It didn’t take long for the revolutionary American government to become the establishment with its fear of the mob. President George Washington used the Militia Act or Calling Forth Act to put down the 1794 Whiskey Rebellion in Western Pennsylvania.

But it was the most radical revolutionary of them all, Thomas Jefferson, who as president spurred the passage of the Insurrection Act over fears former Vice President Aaron Burr was fomenting rebellion in western states and Spanish territory. Burr was captured, tried and acquitted of treason.

The Insurrection Act says: The President, by using the militia or the armed forces, or both, or by any other means, shall take such measures as he considers necessary to suppress, in a State, any insurrection, domestic violence, unlawful combination, or conspiracy if … the “if” is followed by two detailed long conditional statements, but any president could drive a train through those conditions to get the outcome they desire.

In fact, I would call the Insurrection Act and a related law, the Posse Comitatus Act, which prohibits military personnel from acting like police in searches, seizures, and arrests, the Lawyer’s Full Employment Acts, because it would take an army of attorneys and court officials to settle lawsuits and interpret loopholes if a president actually uses the acts today.

Last resort

The Insurrection Act was last invoked in 1992 when California Gov. Pete Wilson asked President George H.W. Bush for troops to put down disturbances in the wake of the Rodney King incident. That was 28 years ago, which illustrates how the Insurrection Act has come to be an instrument of very last resort in the minds of many officials.

So it was shocking to some when President Trump threatened governors with invoking the act and sending in the troops when protests, riots, and looting broke out after Minneapolis resident George Floyd was killed by police on May 25, 2020. Twenty-three states had mobilized their national guards to quell disturbances, and most governors felt they didn’t need federal intervention. President Trump reminded the governors he didn’t need their permission under the Insurrection Act. Secretary of Defense Mark Esper echoed the president’s comments when he said the governors needed to “dominate” the unruly protesters and referred to the troubled urban neighborhoods as “battle space.”

The backlash came swiftly. Some 89 former Defense officials from both Republican and Democratic administrations signed a letter arguing the military must never be used to violate constitutional rights. They said sending in troops or federalizing national guard units would ruin the high regard Americans have for the military (surveys consistently show people’s confidence in the military runs around 80 percent). Other critics said mobilizing active-duty soldiers would pit American troops against American citizens, a horrifying situation.

Aim of the task
Duplicate the passage on the Insurrection Act, beginning at the words "The Insurrection Act says: The" and stopping after "the acts today.".

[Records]
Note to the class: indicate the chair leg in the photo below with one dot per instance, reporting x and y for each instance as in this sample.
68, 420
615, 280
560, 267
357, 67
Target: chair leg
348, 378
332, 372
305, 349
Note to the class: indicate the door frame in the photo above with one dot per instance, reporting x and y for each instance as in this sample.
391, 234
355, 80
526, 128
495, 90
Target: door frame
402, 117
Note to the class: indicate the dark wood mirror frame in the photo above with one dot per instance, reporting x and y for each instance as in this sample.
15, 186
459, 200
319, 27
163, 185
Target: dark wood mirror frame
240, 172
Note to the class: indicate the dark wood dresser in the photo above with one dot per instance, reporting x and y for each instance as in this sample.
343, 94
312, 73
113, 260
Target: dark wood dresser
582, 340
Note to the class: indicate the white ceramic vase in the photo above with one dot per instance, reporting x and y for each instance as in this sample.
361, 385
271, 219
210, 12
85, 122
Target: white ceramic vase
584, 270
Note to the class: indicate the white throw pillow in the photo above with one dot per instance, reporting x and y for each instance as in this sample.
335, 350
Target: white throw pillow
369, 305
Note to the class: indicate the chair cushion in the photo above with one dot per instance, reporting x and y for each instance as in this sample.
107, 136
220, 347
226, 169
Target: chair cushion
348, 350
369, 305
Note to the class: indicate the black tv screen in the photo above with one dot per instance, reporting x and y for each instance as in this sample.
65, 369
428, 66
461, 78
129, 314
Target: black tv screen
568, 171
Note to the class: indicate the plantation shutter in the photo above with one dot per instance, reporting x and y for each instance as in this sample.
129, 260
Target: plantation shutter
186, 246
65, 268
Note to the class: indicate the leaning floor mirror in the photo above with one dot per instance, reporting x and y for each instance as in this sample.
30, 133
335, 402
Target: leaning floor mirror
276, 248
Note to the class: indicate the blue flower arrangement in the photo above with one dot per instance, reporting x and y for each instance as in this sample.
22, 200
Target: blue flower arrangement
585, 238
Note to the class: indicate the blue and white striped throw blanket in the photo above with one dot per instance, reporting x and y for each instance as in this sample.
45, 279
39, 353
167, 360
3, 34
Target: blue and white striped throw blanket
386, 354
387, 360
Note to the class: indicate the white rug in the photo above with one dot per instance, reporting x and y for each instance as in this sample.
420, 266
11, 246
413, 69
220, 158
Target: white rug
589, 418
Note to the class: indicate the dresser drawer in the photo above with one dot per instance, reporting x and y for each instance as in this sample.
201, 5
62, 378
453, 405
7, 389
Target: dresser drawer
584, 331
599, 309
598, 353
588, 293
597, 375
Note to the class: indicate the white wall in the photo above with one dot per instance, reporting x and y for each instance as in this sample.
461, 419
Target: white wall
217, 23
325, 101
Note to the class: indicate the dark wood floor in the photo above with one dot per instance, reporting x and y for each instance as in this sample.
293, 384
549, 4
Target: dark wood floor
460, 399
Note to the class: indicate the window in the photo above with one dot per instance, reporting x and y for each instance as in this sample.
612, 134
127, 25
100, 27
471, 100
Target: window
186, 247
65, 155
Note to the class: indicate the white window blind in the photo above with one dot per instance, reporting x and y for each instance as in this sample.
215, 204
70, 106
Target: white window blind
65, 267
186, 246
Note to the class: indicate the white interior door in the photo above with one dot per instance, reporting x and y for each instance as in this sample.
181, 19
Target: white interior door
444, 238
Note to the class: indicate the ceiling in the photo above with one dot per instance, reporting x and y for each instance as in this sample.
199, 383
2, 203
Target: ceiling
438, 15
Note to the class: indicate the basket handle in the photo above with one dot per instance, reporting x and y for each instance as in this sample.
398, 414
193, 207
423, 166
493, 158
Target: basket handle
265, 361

Solution to this exercise
The Insurrection Act says: The President, by using the militia or the armed forces, or both, or by any other means, shall take such measures as he considers necessary to suppress, in a State, any insurrection, domestic violence, unlawful combination, or conspiracy if … the “if” is followed by two detailed long conditional statements, but any president could drive a train through those conditions to get the outcome they desire.

In fact, I would call the Insurrection Act and a related law, the Posse Comitatus Act, which prohibits military personnel from acting like police in searches, seizures, and arrests, the Lawyer’s Full Employment Acts, because it would take an army of attorneys and court officials to settle lawsuits and interpret loopholes if a president actually uses the acts today.